WORK TO COMPLETE: From first line to last, write out the data precisely as shown.

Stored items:
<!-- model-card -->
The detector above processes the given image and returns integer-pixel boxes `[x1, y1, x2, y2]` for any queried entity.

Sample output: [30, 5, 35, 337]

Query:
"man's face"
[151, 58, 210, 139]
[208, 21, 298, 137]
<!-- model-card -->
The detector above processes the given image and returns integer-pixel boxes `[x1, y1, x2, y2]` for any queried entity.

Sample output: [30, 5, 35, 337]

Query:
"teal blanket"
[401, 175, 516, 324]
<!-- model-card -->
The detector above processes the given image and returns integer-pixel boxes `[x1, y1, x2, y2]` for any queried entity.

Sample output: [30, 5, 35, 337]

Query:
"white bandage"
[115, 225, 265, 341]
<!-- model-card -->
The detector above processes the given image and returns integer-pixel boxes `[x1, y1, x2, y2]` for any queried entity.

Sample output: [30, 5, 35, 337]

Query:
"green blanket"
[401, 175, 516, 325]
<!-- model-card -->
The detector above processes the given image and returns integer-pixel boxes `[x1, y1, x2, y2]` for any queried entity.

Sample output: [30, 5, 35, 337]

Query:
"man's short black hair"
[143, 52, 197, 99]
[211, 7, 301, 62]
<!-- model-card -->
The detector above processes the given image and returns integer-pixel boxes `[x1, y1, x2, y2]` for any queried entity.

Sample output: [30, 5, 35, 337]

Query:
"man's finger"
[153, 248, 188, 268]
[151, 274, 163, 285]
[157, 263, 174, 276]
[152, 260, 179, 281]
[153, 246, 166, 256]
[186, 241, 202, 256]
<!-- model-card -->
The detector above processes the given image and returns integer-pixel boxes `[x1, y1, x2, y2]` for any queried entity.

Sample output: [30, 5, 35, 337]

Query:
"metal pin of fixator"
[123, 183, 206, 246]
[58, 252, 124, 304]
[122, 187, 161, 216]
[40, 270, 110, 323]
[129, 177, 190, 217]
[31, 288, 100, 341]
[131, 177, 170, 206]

OUTPUT OF THE EXERCISE:
<!-- model-card -->
The detector above processes the given image and returns integer-pixel boxes `[x1, y1, x2, y2]` for any queried entity.

Sample output: [30, 5, 35, 337]

Query:
"man's face"
[151, 58, 210, 139]
[208, 21, 298, 137]
<!-- model-card -->
The detector above processes the given image and returns integer-pixel boxes `[x1, y1, x2, y2]` for any queried entity.

Sample output: [30, 5, 35, 337]

Query:
"teal blanket"
[401, 175, 516, 324]
<!-- model-card -->
The detector above processes the given image and returns integer-pixel boxes `[x1, y1, x2, y2]` for any queried entity.

Sample output: [30, 5, 35, 337]

Query:
"white bandage"
[115, 225, 265, 341]
<!-- model-card -->
The detector above processes the given image and returns integer-pixel boxes `[x1, y1, x2, y2]` for any queried entity.

Sample output: [30, 5, 35, 337]

Query:
"green blanket"
[401, 175, 516, 325]
<!-- model-card -->
The detector above processes the given image and returns integer-pixel boxes `[x1, y1, x2, y2]` for any queried entity.

Sample output: [30, 5, 35, 337]

Query:
"man's short black hair"
[143, 52, 197, 99]
[211, 7, 301, 62]
<!-- model-card -->
The detector above processes the given image and returns integer-pixel boxes `[x1, y1, x2, y2]` for any queried entity.

Sample output: [30, 5, 35, 337]

Query:
"man's finger"
[153, 248, 188, 268]
[151, 274, 163, 285]
[157, 263, 174, 276]
[152, 260, 179, 281]
[153, 246, 166, 256]
[186, 241, 202, 256]
<!-- model-card -->
The detector above processes the given image and returns integer-pixel boxes `[x1, y1, x2, y2]` for any queried entity.

Sample output: [30, 5, 35, 337]

Query:
"metal pin of fixator"
[123, 183, 206, 246]
[58, 252, 124, 304]
[122, 187, 161, 216]
[40, 270, 110, 323]
[129, 177, 190, 217]
[31, 288, 100, 341]
[131, 177, 170, 206]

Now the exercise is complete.